Text shown start

Fitting Parts Together in the Real World, Introduction to the Hot Rotor
June 18, 2001
Three parts not shown are the 60x4 mm bearing end-rings, end seals, and shaft-cooling fan. We plan to order in 2.5-inch pipe for the end rings, turning down the pipe to 60 mm, then using a parting tool bit to cut the finished pipe to 4 mm widths. Seals will be ordered from Zatkoff to match a hardened and polished spacer between the end bearings and flanges/pulleys. The 4-6 inch shaft cooling fan will be made from either 1/8 inch aluminum or 1/16 inch steel and filled to the shaft between the hot rotor flange and seal spacer.
For this month's work we'll concentrate on the hot rotor disk pack. The theory behind the Tesla turbine is simple. All objects are subject to "skin effect" anywhere in vacuumless space. Fluids such as air, water, oil, etc. tend to bond loosely to any surface. In aerodynamics studies we learn that this "boundary layer" extends several millimeters perpendicular to the surface, exerting less adhesive force as we increase distance from the surface.
The Tesla turbine uses this surface adhesion effect to absorb and transfer the energy of high velocity gases into mechanical shaft power which can then be used to generate electricity or move a vehicle.
By stacking a number of (highly polished) disks with narrow spacing between them, a high velocity gas directed in a tangential stream between the disks will transfer most of its energy to the disk pack (and finally to the shaft). The only other factor to keep in mind is that there must be an entry point for the gas (nozzle) and an exit port at the center of the disk pack. (See Figure A)

Text shown end

*Required work*.
**A)** Retype the lines of the listing from the line containing "distant ridge -> outline each instance" through the end of the listing, both included, with no changes. Leave out the pictures.
**B)** Write what comes next in the text on fitting the Tesla turbine's hot rotor parts together, picking up after its final sentence.

Data for processing start

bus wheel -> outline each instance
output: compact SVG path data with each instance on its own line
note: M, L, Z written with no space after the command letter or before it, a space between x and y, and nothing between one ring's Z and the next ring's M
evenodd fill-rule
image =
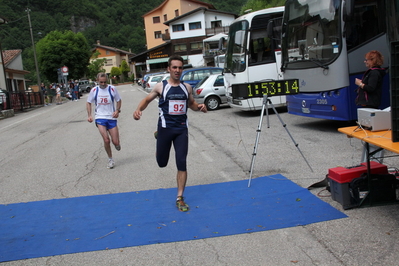
M208 110L217 110L220 106L220 100L215 96L209 96L205 100L205 105Z

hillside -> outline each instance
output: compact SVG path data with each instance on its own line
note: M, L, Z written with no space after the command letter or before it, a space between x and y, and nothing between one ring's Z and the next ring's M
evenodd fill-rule
M142 15L164 0L0 0L0 16L8 24L0 26L3 50L32 46L27 17L30 9L35 41L53 30L82 32L89 44L101 44L133 53L145 51ZM205 0L204 2L211 2ZM220 0L214 6L222 11L239 13L241 0Z

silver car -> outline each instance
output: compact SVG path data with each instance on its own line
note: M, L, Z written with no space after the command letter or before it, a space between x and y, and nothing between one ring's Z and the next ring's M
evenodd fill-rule
M203 78L193 89L194 99L204 103L208 110L216 110L221 104L227 103L224 77L213 74Z
M165 77L165 74L150 76L148 78L148 81L145 84L145 90L147 92L152 91L152 89L154 88L155 84L157 84L158 82L161 82L164 77Z

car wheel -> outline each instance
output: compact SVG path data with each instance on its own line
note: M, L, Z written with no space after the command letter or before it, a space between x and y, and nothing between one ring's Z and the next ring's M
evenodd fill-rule
M220 106L220 100L215 96L209 96L205 100L205 105L208 110L216 110Z

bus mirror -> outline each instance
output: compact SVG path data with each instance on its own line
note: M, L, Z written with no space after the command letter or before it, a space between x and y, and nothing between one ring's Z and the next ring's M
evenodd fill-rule
M225 39L224 37L221 37L221 38L219 39L219 51L222 51L222 50L225 49L225 47L224 47L225 41L226 41L226 39Z
M274 26L273 20L270 20L269 23L267 23L267 37L269 39L273 38L273 26Z
M344 9L343 19L344 19L344 21L352 20L354 7L355 7L355 1L353 1L353 0L344 1L344 5L343 5L343 9Z

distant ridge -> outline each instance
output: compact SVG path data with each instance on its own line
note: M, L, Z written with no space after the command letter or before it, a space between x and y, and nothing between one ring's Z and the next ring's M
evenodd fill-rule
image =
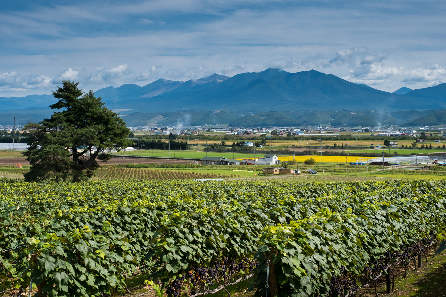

Data for processing end

*Written responses*.
**A)**
distant ridge -> outline each instance
output: compact SVG path data with each instance on its own line
note: M, L, Z written with no space after the command letter or before it, a space between x and y, and nothing between one ring's Z and the next ring's M
evenodd fill-rule
image =

**B)**
There are several methods for securing the disk pack to to the shaft. Some experimenters simply fit the disks directly to the shaft using a compression nut on the shaft end and a square key fitted to a keyway milled into the disks and shaft.
Our disk pack uses a modification of Tesla's advanced turbine design which secures the disks and spacers to a shaft-mounted flange. This allows us to build, assemble and balance the disk pack as an assembly. Using this approach gives us more freedom to experiment with various disks and spacers.
Figure B shows a fully assembled disk pack on our flange. (Click on picture to view full size.)
We're showing seven disks (two at 0.1875 inch and five at 0.0625 inch thick, 9.75 inch diameter) which will give us approximately 20 horsepower for running a 10 KW generator head. The disks must be highly polished stainless 316 or 4140 carbon steel, or any similar material able to handle at least 50,000 psi of tensile load. A high polish on the disk surfaces guarantees greater fluid adhesion, and results in higher efficiencies.
Disks are generally 0.0625 inch thick, and the spacers are between 0.03125 inch and 0.0625 inch thick. The narrower the spacing between the disks, the greater the efficiency and torque.
Although it is possible to build these parts in your shop, it will be much quicker and easier to have them laser-cut from a shop so equipped. If you do the work yourself just make sure the disks fit your shaft or flange very closely. Also, when boring the (6) disk pack assembly bolt holes in the flange, disks and spacers, use an indexer or rotary table on your mill or drill press to ensure accurate placement of the holes every 30 degrees. The 0.1875 inch to 0.25 inch holes drilled around the periphery of the disk pack for securing the round washers also require accurate indexing.
Finally, when bolting the disk pack together use six high-strength 0.25 inch to 0.3125 inch bolts for the flange, and either bolts or threaded inserts/rivets for the spacers/washers.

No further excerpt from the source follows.